◆ **Problem to solve**
Write out the full set of records below exactly.

------------------------

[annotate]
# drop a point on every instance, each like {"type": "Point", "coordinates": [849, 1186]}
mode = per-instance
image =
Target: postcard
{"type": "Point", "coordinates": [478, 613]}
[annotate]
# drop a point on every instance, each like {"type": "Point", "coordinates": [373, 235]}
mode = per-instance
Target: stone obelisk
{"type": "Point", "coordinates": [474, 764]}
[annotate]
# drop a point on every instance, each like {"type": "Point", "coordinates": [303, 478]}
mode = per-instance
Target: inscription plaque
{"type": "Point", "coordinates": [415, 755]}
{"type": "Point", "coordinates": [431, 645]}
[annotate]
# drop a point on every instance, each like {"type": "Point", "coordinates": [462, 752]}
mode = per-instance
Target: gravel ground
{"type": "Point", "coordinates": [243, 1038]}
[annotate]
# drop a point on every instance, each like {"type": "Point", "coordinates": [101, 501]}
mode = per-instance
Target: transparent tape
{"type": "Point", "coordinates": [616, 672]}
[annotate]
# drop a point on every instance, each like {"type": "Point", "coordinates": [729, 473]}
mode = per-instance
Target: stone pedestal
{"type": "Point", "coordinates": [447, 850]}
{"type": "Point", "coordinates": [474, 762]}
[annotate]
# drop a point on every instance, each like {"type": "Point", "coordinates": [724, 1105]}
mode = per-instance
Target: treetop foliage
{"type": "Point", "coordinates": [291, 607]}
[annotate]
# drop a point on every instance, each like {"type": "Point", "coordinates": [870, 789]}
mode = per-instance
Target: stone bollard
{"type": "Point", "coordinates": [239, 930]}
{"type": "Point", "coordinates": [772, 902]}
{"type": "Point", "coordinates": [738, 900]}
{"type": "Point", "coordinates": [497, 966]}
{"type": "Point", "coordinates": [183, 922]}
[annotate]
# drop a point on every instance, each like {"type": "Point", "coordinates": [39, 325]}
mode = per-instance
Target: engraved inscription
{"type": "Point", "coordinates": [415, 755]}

------------------------

◆ **The completed task**
[annotate]
# drop a point on every instance, each like {"type": "Point", "coordinates": [849, 1186]}
mode = per-instance
image =
Target: postcard
{"type": "Point", "coordinates": [478, 613]}
[annotate]
# drop a point on every instance, each like {"type": "Point", "coordinates": [373, 235]}
mode = per-instance
Target: stone obelisk
{"type": "Point", "coordinates": [474, 764]}
[annotate]
# drop a point on every instance, each like {"type": "Point", "coordinates": [303, 478]}
mode = per-instance
Target: inscription plaque
{"type": "Point", "coordinates": [415, 755]}
{"type": "Point", "coordinates": [431, 645]}
[annotate]
# drop a point on every instance, each like {"type": "Point", "coordinates": [462, 752]}
mode = per-instance
Target: gravel ground
{"type": "Point", "coordinates": [243, 1038]}
[annotate]
# drop a point on every instance, each like {"type": "Point", "coordinates": [101, 501]}
mode = per-instance
Target: transparent tape
{"type": "Point", "coordinates": [616, 672]}
[annotate]
# drop a point on every instance, each like {"type": "Point", "coordinates": [729, 473]}
mode = per-instance
Target: stone pedestal
{"type": "Point", "coordinates": [447, 850]}
{"type": "Point", "coordinates": [474, 762]}
[annotate]
# drop a point on every instance, each like {"type": "Point", "coordinates": [724, 1105]}
mode = per-instance
Target: treetop foliage
{"type": "Point", "coordinates": [291, 607]}
[annotate]
# drop a point on every instance, each like {"type": "Point", "coordinates": [870, 789]}
mode = per-instance
Target: stone bollard
{"type": "Point", "coordinates": [239, 930]}
{"type": "Point", "coordinates": [772, 902]}
{"type": "Point", "coordinates": [738, 900]}
{"type": "Point", "coordinates": [497, 966]}
{"type": "Point", "coordinates": [183, 922]}
[annotate]
# drop a point on every instance, each like {"type": "Point", "coordinates": [39, 325]}
mode = per-instance
Target: engraved inscription
{"type": "Point", "coordinates": [415, 755]}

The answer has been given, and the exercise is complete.